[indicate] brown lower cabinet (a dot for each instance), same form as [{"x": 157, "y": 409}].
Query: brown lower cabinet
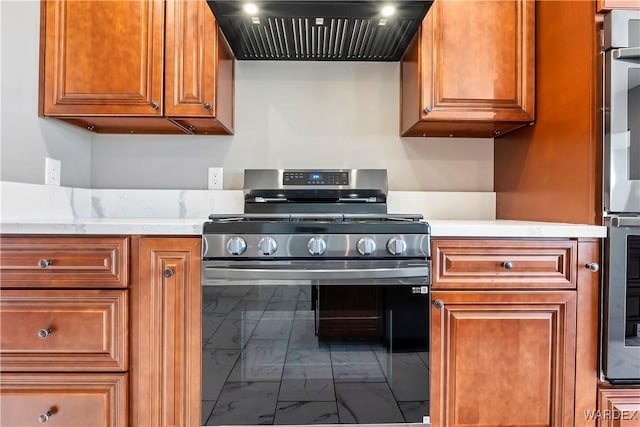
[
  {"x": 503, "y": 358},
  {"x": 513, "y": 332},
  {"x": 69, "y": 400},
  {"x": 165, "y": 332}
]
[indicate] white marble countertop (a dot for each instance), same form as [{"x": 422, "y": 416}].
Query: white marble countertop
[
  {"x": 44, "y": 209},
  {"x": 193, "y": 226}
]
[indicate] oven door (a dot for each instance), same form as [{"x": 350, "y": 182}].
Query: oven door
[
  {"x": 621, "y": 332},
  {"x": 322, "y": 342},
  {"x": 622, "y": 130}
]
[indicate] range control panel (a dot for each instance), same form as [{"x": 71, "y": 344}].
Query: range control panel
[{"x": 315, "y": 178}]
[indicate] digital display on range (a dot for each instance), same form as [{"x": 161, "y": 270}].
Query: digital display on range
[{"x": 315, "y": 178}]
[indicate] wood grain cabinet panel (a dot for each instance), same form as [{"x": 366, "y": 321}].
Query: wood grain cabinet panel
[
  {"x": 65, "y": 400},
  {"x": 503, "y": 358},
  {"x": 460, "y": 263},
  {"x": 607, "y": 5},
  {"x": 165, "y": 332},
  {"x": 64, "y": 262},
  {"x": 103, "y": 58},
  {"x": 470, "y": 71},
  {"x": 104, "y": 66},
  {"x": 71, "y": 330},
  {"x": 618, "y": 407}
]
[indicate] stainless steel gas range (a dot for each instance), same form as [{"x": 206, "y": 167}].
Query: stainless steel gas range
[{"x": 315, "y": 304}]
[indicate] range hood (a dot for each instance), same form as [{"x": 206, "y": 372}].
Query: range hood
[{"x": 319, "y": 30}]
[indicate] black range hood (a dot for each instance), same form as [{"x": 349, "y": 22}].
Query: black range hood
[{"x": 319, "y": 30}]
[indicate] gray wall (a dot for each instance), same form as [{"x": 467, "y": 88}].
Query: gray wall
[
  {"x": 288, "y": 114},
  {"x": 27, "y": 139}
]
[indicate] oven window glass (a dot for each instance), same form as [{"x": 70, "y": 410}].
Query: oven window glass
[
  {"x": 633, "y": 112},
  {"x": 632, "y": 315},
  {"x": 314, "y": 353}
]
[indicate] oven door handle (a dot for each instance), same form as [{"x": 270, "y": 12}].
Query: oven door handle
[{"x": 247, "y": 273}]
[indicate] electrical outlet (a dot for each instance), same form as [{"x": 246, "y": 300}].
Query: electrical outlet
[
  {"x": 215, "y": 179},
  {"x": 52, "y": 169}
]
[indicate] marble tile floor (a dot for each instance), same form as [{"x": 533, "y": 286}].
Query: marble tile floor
● ● ●
▶ **Short exercise**: Write out the records above, without any change, from the line holding "[indicate] range hood" through the last line of the records, inclusive.

▶ **Full response**:
[indicate] range hood (a dot for each instance), same form as [{"x": 206, "y": 372}].
Query: range hood
[{"x": 319, "y": 30}]
[indicate] black range hood (a dot for each instance), same form as [{"x": 349, "y": 22}].
Query: black range hood
[{"x": 319, "y": 30}]
[indicate] gray wall (a dot for each instance), same form as [{"x": 467, "y": 88}].
Query: gray wall
[
  {"x": 288, "y": 114},
  {"x": 27, "y": 139}
]
[indicate] oven window glass (a dot for each instance), same form as [{"x": 70, "y": 410}].
Query: oven window glass
[
  {"x": 633, "y": 112},
  {"x": 632, "y": 315},
  {"x": 314, "y": 353}
]
[indicate] oven door handle (a dot for each instance), same form as [{"x": 270, "y": 12}].
Query: oven door handle
[{"x": 247, "y": 273}]
[indicate] electrical outlet (a dot for each instance), same form as [{"x": 246, "y": 300}].
Query: electrical outlet
[
  {"x": 215, "y": 179},
  {"x": 52, "y": 169}
]
[indicate] marble tile floor (a dot for each instance), same form as [{"x": 533, "y": 286}].
Query: marble tile floor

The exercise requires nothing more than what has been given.